— START TASK MATERIAL —

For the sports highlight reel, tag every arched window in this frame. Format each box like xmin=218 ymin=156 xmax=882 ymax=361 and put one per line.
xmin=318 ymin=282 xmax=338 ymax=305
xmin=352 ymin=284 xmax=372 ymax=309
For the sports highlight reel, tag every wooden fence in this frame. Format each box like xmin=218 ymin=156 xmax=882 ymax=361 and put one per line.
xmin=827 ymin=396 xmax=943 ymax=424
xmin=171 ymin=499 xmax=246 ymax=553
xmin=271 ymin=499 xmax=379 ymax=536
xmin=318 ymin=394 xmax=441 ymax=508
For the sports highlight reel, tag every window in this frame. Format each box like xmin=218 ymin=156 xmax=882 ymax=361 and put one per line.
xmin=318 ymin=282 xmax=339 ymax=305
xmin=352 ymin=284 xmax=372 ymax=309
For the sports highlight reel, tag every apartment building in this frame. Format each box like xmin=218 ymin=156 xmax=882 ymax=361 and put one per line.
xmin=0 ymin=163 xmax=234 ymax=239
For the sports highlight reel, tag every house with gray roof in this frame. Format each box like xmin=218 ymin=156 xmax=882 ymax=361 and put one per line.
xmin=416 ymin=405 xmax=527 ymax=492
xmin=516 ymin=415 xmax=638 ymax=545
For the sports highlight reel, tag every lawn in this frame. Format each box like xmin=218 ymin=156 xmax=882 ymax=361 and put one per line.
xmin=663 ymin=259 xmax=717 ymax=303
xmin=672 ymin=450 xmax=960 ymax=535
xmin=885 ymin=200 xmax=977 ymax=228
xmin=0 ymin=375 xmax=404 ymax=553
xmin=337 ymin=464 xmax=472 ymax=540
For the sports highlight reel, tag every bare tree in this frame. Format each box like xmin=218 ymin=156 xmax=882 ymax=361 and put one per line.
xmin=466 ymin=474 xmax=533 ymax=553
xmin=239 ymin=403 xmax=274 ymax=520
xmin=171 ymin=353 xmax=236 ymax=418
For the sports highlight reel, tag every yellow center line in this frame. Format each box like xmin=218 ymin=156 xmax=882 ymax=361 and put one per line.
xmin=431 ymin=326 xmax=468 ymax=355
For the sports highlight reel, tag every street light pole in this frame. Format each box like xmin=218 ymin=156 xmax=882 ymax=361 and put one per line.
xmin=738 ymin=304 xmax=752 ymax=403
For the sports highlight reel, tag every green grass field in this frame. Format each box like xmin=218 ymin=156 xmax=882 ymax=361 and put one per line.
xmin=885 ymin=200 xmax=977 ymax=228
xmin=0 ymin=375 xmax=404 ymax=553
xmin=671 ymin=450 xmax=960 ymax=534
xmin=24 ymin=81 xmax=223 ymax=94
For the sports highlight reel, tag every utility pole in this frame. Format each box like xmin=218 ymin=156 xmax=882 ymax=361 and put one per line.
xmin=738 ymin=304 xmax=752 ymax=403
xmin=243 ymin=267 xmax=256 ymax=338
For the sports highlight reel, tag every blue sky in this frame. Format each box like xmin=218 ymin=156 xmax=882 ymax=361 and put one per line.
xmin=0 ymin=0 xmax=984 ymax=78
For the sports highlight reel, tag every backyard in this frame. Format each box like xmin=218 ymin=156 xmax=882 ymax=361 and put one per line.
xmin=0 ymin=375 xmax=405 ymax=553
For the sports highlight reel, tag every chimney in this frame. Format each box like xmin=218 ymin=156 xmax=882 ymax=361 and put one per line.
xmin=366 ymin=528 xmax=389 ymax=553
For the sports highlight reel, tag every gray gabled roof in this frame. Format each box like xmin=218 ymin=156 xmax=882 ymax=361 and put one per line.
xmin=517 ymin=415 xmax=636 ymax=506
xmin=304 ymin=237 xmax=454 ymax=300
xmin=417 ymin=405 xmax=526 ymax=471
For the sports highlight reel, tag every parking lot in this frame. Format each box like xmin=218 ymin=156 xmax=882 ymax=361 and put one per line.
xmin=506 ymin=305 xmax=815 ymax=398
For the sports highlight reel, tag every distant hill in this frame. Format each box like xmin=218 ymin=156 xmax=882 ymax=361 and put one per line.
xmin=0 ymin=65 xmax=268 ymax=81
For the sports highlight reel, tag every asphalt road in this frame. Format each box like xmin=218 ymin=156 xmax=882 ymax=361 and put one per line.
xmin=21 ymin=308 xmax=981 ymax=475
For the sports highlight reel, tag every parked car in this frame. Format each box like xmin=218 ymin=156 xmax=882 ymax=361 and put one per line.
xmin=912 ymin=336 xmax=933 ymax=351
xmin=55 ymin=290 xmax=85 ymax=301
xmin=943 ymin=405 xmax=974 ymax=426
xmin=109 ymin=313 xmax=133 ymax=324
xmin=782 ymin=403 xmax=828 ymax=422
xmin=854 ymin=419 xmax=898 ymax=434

— END TASK MATERIAL —

--- WHAT THE EXERCISE ASKS ---
Could you edit the data from the line with "For the sports highlight reel, tag every distant" up to and including the line with "xmin=0 ymin=65 xmax=268 ymax=81" so that "hill" becomes "mountain", keeping everything else the same and returning only those lines?

--- SOLUTION BELOW ---
For the sports highlight reel, tag every distant mountain in this frame. Format each box like xmin=218 ymin=156 xmax=882 ymax=361 and put one per line.
xmin=0 ymin=65 xmax=268 ymax=81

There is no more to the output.